In the records below, the lines from the one containing "Return one point per instance of the low" through the last are to be reproduced exactly and alone.

== Exercise material

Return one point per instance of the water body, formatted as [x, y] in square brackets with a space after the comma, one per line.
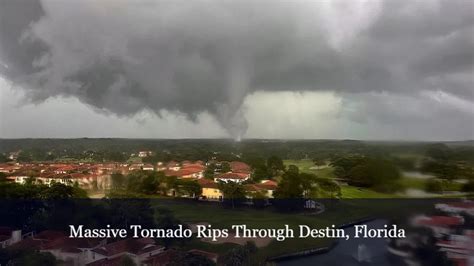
[352, 252]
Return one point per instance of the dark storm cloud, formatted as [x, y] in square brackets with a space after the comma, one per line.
[197, 56]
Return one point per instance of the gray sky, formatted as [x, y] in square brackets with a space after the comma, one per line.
[259, 69]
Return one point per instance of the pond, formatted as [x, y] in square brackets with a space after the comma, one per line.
[352, 252]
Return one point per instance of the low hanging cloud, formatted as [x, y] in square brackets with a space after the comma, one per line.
[191, 57]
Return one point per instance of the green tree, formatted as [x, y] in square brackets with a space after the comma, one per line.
[239, 256]
[118, 181]
[189, 259]
[234, 193]
[225, 167]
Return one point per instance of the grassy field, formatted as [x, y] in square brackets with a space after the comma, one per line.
[348, 192]
[220, 217]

====

Result -
Return one point per instance of the low hanging cloud, formatted as [x, y] in square brackets with a space after the comma, one per line.
[191, 57]
Return one point per instance of the green tree, formatted as [x, y] in square brackets with a space after the comma, one per line.
[239, 256]
[118, 181]
[189, 259]
[234, 193]
[225, 167]
Return one point per instance of the grassy field, formatted as [x, y] in square brackets with a space after the comma, one per line.
[348, 192]
[220, 217]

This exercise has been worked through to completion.